Go through the listing that follows and report the number of lines with the string "current" in them, nothing more.

[Supplied entries]:
═══
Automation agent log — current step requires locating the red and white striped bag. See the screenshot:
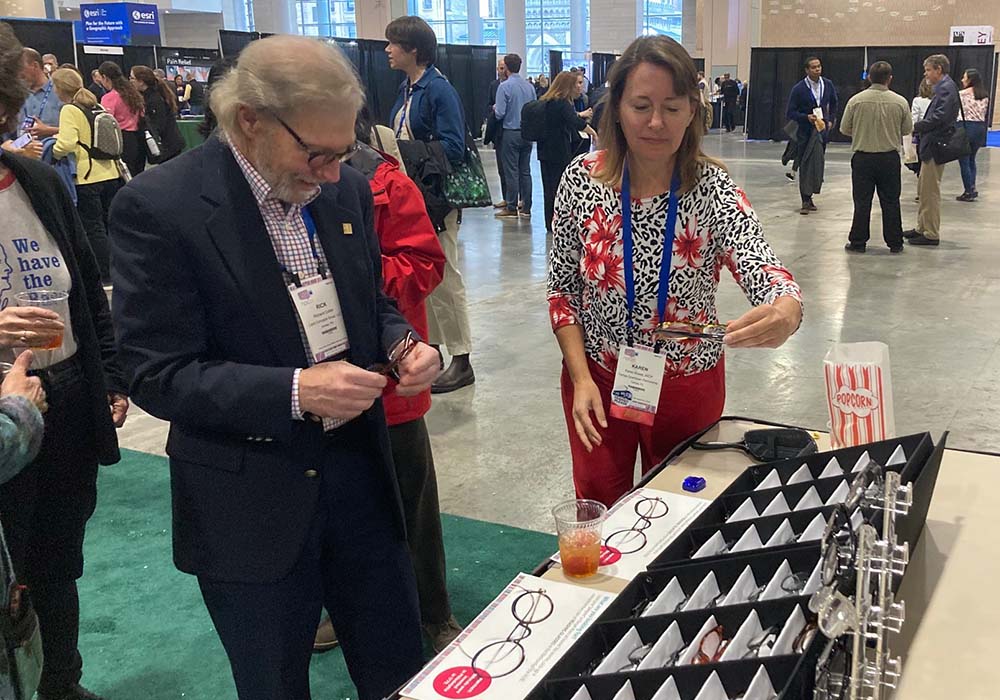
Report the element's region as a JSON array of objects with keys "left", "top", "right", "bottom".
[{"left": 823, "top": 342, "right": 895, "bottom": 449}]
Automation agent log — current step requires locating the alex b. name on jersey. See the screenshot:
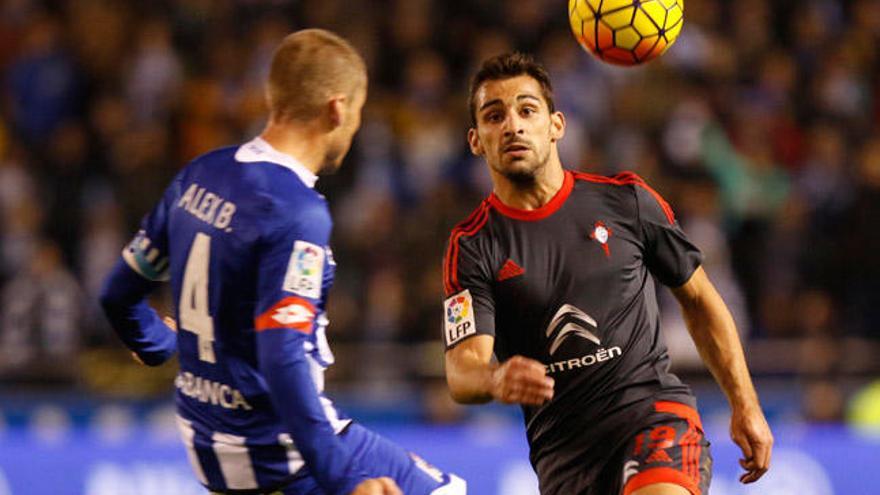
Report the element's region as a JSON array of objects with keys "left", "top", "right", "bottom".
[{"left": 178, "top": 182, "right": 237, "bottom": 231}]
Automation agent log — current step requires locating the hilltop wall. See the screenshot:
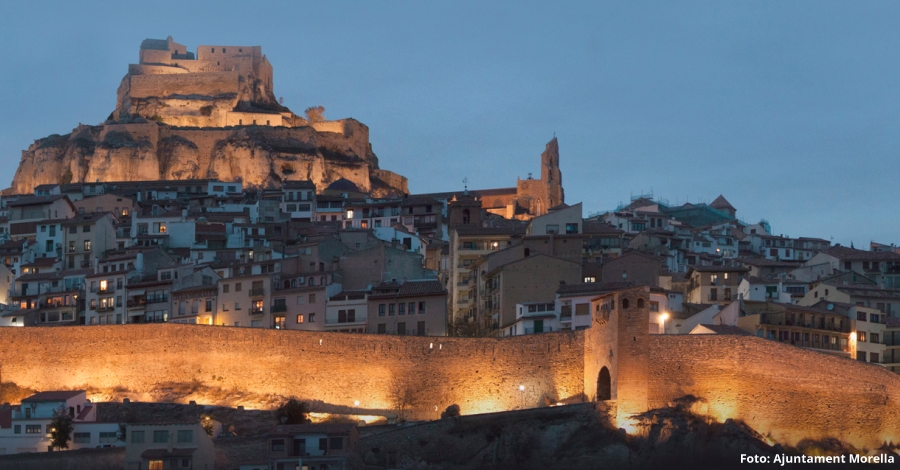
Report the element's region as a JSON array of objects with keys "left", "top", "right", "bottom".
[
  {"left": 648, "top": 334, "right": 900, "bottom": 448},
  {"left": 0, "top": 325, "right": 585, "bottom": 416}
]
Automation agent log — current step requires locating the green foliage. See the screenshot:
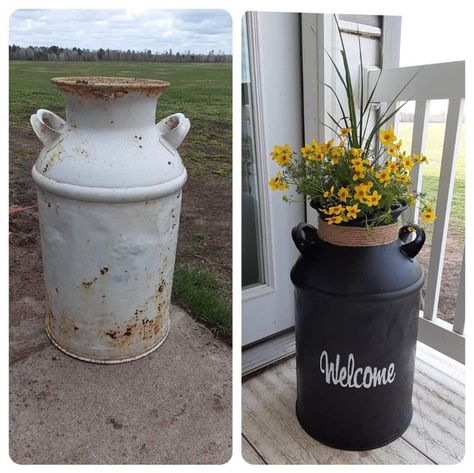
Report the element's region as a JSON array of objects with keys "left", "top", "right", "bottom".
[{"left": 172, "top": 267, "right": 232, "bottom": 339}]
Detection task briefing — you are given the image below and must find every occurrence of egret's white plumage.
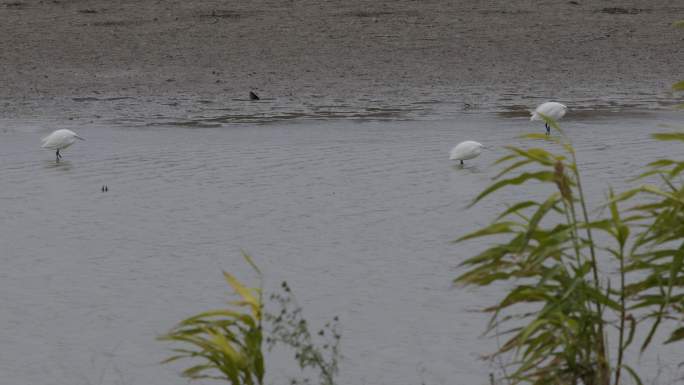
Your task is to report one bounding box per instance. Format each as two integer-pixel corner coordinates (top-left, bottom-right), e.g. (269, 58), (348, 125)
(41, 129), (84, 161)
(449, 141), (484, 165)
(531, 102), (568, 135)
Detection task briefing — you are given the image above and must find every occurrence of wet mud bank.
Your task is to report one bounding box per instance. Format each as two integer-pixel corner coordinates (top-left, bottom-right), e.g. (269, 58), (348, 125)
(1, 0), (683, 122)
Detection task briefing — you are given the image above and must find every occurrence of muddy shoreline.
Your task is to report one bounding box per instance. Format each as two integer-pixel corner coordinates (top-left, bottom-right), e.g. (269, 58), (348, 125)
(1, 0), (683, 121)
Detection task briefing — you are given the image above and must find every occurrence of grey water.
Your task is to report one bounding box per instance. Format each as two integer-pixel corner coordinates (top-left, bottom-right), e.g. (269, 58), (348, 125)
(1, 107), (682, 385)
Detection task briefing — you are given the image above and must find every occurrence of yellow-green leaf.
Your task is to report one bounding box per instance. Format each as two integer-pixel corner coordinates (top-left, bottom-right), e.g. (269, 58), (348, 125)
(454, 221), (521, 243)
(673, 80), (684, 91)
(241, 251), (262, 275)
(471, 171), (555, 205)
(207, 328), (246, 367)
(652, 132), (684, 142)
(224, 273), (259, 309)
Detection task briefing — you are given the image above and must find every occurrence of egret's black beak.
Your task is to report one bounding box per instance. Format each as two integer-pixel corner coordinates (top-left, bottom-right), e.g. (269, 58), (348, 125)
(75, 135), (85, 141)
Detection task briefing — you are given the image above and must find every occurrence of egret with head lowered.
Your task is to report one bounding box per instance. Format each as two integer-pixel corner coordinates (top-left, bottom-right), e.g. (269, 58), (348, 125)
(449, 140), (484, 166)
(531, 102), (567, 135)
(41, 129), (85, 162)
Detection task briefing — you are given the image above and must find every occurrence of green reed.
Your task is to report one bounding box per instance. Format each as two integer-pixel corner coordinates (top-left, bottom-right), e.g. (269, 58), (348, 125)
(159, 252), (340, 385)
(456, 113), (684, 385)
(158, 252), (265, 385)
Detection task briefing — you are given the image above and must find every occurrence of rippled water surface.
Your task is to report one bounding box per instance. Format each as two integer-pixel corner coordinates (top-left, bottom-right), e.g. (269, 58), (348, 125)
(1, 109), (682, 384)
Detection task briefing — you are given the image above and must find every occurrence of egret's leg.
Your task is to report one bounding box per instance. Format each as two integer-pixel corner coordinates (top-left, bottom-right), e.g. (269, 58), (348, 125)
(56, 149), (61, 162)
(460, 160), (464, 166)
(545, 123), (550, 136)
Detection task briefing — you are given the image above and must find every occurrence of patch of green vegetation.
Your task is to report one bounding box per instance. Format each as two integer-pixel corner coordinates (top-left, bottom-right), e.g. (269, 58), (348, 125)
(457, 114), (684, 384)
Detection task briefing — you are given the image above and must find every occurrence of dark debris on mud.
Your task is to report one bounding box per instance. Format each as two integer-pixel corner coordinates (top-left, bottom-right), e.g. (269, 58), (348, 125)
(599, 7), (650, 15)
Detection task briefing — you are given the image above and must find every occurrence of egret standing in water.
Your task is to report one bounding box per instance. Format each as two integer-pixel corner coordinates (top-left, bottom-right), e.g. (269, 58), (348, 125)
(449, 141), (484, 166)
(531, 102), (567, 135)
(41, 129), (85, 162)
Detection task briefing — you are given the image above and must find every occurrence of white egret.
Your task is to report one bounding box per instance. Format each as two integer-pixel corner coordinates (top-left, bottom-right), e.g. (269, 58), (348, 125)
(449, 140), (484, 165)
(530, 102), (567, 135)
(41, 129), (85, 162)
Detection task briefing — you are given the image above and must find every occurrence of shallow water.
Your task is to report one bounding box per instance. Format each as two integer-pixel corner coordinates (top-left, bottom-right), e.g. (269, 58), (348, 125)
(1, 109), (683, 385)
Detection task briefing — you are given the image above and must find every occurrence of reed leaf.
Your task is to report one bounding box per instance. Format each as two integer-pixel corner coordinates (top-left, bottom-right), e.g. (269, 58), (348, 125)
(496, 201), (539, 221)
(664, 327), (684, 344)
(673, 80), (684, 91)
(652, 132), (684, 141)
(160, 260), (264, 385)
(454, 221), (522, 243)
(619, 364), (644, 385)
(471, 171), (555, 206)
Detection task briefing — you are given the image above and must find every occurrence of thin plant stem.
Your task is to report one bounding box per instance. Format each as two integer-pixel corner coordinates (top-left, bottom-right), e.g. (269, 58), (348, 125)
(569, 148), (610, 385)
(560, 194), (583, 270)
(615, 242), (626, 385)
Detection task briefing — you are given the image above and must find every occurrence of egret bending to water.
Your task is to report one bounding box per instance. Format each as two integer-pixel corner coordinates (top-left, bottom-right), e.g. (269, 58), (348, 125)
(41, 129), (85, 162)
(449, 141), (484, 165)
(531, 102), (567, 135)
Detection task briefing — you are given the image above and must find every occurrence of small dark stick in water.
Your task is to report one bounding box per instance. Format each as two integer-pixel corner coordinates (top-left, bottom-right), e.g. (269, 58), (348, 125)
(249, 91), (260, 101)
═══
[Answer section]: 4